Exercise:
What lines below contain the string "jacket"? List them all.

Working data:
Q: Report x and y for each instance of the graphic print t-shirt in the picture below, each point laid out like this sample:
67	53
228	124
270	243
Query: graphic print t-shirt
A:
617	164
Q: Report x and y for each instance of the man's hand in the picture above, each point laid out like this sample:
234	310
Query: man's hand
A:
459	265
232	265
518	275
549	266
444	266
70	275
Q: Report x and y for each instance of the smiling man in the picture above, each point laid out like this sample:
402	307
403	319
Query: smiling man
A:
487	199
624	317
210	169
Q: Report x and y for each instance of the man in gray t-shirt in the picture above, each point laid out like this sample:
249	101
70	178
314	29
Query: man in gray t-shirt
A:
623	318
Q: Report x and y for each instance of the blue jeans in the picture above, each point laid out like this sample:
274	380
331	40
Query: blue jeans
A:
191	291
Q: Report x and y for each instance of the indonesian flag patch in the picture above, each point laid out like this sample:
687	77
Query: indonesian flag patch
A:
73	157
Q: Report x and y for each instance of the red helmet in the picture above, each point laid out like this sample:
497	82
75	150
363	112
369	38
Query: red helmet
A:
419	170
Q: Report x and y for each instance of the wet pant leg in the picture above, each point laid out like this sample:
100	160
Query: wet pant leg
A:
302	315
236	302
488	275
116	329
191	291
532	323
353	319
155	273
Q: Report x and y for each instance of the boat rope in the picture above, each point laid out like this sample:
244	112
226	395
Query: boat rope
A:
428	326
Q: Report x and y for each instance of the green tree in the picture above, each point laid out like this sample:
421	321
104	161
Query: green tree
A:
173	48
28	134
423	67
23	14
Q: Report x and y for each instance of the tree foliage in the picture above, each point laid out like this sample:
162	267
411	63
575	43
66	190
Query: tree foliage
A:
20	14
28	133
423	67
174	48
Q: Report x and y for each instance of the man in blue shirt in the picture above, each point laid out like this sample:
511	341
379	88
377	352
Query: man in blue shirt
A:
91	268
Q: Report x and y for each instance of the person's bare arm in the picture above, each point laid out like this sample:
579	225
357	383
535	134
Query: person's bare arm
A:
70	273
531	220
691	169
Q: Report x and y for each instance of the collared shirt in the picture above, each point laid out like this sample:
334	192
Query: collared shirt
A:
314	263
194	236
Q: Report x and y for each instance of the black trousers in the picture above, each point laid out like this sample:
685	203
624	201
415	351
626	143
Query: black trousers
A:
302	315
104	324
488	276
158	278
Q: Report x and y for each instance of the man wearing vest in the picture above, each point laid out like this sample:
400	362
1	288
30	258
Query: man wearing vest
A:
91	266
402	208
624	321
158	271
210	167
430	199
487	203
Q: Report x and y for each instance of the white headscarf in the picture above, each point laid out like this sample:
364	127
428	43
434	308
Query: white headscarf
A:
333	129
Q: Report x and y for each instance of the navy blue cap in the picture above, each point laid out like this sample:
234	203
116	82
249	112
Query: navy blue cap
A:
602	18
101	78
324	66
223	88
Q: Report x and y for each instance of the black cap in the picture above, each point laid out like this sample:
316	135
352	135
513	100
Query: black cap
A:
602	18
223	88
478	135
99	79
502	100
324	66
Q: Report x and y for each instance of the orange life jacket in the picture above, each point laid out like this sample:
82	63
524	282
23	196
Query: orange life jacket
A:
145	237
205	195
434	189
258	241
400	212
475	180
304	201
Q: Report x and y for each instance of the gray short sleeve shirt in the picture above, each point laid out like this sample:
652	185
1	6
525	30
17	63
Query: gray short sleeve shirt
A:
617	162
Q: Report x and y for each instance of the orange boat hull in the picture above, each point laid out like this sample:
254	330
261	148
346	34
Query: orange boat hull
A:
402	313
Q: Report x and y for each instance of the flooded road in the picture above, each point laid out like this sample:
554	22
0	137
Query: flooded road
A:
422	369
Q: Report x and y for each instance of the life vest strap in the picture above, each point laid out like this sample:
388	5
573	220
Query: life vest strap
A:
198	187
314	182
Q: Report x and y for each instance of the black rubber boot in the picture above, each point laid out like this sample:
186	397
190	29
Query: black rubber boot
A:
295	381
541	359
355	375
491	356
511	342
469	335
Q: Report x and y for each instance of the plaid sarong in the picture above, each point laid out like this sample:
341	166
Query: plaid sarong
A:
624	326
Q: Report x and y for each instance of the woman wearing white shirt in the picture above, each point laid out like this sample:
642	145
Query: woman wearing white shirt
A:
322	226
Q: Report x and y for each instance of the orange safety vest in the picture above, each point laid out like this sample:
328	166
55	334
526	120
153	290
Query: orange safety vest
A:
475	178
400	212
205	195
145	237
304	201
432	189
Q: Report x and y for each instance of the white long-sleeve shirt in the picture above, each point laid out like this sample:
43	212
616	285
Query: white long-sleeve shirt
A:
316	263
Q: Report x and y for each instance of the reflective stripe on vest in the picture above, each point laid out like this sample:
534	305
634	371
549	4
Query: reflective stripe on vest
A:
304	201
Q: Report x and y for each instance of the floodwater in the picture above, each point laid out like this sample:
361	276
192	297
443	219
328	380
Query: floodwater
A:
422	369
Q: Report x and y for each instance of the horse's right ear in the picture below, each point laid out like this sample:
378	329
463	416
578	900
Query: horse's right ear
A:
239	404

Exercise solution:
Q: Report x and y for each instance of the orange life jacket in the picture above, each point laid out like this sample:
Query: orange life jacket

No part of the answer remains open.